Exercise details -> In this exercise, each record below is to be written out again exactly.

Saved entries ->
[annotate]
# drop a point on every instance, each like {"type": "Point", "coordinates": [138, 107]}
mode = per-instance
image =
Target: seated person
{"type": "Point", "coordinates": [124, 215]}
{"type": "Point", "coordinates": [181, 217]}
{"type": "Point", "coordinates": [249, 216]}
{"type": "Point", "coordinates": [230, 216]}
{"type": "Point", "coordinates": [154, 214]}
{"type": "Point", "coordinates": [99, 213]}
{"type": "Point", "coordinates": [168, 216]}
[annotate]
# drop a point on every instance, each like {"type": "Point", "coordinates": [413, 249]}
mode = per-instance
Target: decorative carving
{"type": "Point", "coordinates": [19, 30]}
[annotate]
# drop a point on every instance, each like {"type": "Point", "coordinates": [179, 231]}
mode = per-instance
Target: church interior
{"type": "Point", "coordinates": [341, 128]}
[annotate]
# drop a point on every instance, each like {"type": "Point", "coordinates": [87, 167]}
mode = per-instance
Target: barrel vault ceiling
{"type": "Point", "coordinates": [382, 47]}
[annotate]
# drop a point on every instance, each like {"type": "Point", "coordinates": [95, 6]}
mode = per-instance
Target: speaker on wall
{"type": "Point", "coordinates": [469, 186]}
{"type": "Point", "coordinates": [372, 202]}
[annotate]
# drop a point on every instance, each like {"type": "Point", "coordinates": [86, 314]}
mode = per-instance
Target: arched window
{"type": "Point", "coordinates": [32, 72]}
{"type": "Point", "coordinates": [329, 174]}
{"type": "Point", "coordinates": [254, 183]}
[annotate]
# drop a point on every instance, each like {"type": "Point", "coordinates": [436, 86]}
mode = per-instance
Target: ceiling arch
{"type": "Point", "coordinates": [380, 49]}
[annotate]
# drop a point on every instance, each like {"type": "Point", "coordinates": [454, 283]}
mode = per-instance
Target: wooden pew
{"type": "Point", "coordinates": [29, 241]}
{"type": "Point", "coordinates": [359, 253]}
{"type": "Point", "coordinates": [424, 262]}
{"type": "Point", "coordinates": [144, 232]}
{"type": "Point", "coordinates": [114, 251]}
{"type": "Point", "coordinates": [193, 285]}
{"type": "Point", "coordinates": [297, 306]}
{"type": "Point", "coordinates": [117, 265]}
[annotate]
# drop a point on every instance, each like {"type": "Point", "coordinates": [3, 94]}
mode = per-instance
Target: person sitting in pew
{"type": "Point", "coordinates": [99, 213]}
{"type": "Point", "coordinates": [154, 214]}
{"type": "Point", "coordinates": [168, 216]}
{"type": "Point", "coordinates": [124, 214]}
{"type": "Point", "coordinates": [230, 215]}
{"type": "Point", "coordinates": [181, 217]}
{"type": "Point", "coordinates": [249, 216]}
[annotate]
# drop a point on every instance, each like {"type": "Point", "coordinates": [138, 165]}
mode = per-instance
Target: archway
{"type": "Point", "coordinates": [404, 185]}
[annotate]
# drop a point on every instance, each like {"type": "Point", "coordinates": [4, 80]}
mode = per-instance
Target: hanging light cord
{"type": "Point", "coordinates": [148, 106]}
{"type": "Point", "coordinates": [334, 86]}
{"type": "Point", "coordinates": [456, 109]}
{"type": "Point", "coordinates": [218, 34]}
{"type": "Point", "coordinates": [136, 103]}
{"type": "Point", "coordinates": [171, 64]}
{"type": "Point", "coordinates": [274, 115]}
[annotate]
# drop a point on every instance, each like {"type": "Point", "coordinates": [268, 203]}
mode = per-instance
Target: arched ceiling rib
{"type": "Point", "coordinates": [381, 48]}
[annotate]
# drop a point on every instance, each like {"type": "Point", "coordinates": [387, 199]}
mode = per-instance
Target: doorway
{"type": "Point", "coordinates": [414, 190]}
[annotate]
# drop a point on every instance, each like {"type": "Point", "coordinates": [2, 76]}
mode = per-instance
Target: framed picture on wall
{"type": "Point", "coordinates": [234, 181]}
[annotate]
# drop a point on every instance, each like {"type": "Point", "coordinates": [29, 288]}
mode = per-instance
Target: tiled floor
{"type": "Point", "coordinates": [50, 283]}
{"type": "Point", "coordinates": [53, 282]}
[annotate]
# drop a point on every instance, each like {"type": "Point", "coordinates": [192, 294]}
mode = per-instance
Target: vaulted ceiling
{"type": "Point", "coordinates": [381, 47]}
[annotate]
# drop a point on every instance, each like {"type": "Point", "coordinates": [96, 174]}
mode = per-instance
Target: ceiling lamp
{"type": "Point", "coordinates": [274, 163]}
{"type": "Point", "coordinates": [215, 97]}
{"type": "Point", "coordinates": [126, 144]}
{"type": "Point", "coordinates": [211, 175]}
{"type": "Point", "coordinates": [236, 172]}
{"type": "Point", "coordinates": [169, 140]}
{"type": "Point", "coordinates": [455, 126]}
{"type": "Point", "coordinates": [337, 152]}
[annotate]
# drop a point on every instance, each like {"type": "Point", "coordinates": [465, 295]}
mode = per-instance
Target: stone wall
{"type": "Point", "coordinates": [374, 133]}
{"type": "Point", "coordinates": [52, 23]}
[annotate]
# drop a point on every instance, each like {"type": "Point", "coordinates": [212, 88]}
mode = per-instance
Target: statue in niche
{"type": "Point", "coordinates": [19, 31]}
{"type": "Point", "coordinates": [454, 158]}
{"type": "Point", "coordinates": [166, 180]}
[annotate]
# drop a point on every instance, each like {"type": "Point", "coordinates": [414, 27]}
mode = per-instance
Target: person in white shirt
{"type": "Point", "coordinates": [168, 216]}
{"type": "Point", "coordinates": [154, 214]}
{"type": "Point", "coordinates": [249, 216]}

Result of this exercise ->
[annotate]
# drop a point on every instance, each like {"type": "Point", "coordinates": [138, 107]}
mode = per-instance
image =
Target: seated person
{"type": "Point", "coordinates": [124, 215]}
{"type": "Point", "coordinates": [181, 217]}
{"type": "Point", "coordinates": [249, 216]}
{"type": "Point", "coordinates": [230, 216]}
{"type": "Point", "coordinates": [154, 214]}
{"type": "Point", "coordinates": [99, 213]}
{"type": "Point", "coordinates": [168, 216]}
[annotate]
# drop a point on every instance, each like {"type": "Point", "coordinates": [413, 249]}
mode = per-instance
Target: decorative carving
{"type": "Point", "coordinates": [19, 30]}
[annotate]
# drop a point on every instance, each like {"type": "Point", "coordinates": [179, 231]}
mode = per-instance
Target: church interior
{"type": "Point", "coordinates": [341, 128]}
[annotate]
# drop a point on every instance, each like {"type": "Point", "coordinates": [87, 167]}
mode = per-instance
Target: barrel vault ceiling
{"type": "Point", "coordinates": [382, 47]}
[annotate]
# drop a point on every instance, each like {"type": "Point", "coordinates": [95, 6]}
mode = per-instance
Target: speaker on wall
{"type": "Point", "coordinates": [469, 186]}
{"type": "Point", "coordinates": [372, 202]}
[annotate]
# drop a point on every instance, each like {"type": "Point", "coordinates": [86, 314]}
mode = per-instance
Target: arched window
{"type": "Point", "coordinates": [32, 72]}
{"type": "Point", "coordinates": [329, 174]}
{"type": "Point", "coordinates": [254, 183]}
[annotate]
# drop a point on every instance, each like {"type": "Point", "coordinates": [436, 86]}
mode = per-instance
Target: ceiling arch
{"type": "Point", "coordinates": [380, 49]}
[annotate]
# drop a point on every instance, each like {"type": "Point", "coordinates": [454, 283]}
mode = per-instance
Target: wooden pew
{"type": "Point", "coordinates": [29, 241]}
{"type": "Point", "coordinates": [359, 253]}
{"type": "Point", "coordinates": [424, 262]}
{"type": "Point", "coordinates": [144, 232]}
{"type": "Point", "coordinates": [114, 251]}
{"type": "Point", "coordinates": [193, 285]}
{"type": "Point", "coordinates": [297, 306]}
{"type": "Point", "coordinates": [117, 265]}
[annotate]
# drop a point on every instance, each like {"type": "Point", "coordinates": [3, 94]}
mode = per-instance
Target: person sitting in pew
{"type": "Point", "coordinates": [99, 213]}
{"type": "Point", "coordinates": [154, 214]}
{"type": "Point", "coordinates": [168, 216]}
{"type": "Point", "coordinates": [124, 214]}
{"type": "Point", "coordinates": [230, 215]}
{"type": "Point", "coordinates": [181, 217]}
{"type": "Point", "coordinates": [249, 216]}
[annotate]
# drop a point on every instance, each like {"type": "Point", "coordinates": [138, 165]}
mode = per-instance
Target: archway
{"type": "Point", "coordinates": [404, 185]}
[annotate]
# drop a point on every instance, each like {"type": "Point", "coordinates": [4, 80]}
mode = per-instance
Target: hanging light cord
{"type": "Point", "coordinates": [148, 106]}
{"type": "Point", "coordinates": [334, 86]}
{"type": "Point", "coordinates": [456, 109]}
{"type": "Point", "coordinates": [218, 34]}
{"type": "Point", "coordinates": [136, 103]}
{"type": "Point", "coordinates": [171, 64]}
{"type": "Point", "coordinates": [274, 115]}
[annotate]
# drop a point on every instance, each like {"type": "Point", "coordinates": [268, 203]}
mode = per-instance
Target: arched ceiling rib
{"type": "Point", "coordinates": [381, 48]}
[annotate]
# drop a point on every instance, each like {"type": "Point", "coordinates": [387, 199]}
mode = per-instance
Target: doorway
{"type": "Point", "coordinates": [414, 190]}
[annotate]
# drop a point on every instance, each like {"type": "Point", "coordinates": [2, 76]}
mode = per-instance
Target: framed picture on wall
{"type": "Point", "coordinates": [234, 181]}
[annotate]
# drop a point on every instance, each like {"type": "Point", "coordinates": [29, 288]}
mode = per-instance
Target: tiled floor
{"type": "Point", "coordinates": [50, 283]}
{"type": "Point", "coordinates": [53, 282]}
[annotate]
# drop a point on every instance, each like {"type": "Point", "coordinates": [192, 294]}
mode = per-instance
Target: vaulted ceiling
{"type": "Point", "coordinates": [381, 47]}
[annotate]
# drop a point on every instance, each like {"type": "Point", "coordinates": [96, 174]}
mode = per-instance
Target: ceiling lamp
{"type": "Point", "coordinates": [274, 163]}
{"type": "Point", "coordinates": [215, 97]}
{"type": "Point", "coordinates": [126, 144]}
{"type": "Point", "coordinates": [211, 175]}
{"type": "Point", "coordinates": [236, 172]}
{"type": "Point", "coordinates": [169, 140]}
{"type": "Point", "coordinates": [455, 126]}
{"type": "Point", "coordinates": [337, 152]}
[annotate]
# drop a point on every instance, each like {"type": "Point", "coordinates": [465, 295]}
mode = per-instance
Target: stone wall
{"type": "Point", "coordinates": [374, 133]}
{"type": "Point", "coordinates": [52, 23]}
[annotate]
# drop a point on every instance, each like {"type": "Point", "coordinates": [212, 88]}
mode = per-instance
Target: statue in niche
{"type": "Point", "coordinates": [19, 31]}
{"type": "Point", "coordinates": [454, 158]}
{"type": "Point", "coordinates": [166, 180]}
[annotate]
# drop a point on every instance, each like {"type": "Point", "coordinates": [414, 27]}
mode = per-instance
Target: person in white shirt
{"type": "Point", "coordinates": [168, 216]}
{"type": "Point", "coordinates": [154, 214]}
{"type": "Point", "coordinates": [249, 216]}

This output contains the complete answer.